──────── INPUT DATA

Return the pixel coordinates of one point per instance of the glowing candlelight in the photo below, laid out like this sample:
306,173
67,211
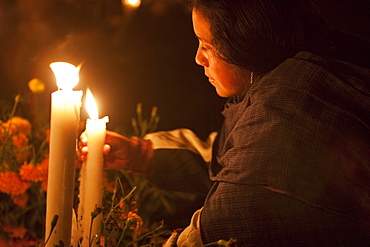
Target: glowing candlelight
91,177
132,3
65,115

────────────────

#### BRIEF
Reproduce the material above verbatim; omit every picture.

#### RESULT OF THIS EXERCISE
Return the pixel coordinates of one point per instance of the glowing candlelight in the photo below, laid out like this sample:
306,173
67,211
Target: glowing candlelight
91,177
132,3
65,115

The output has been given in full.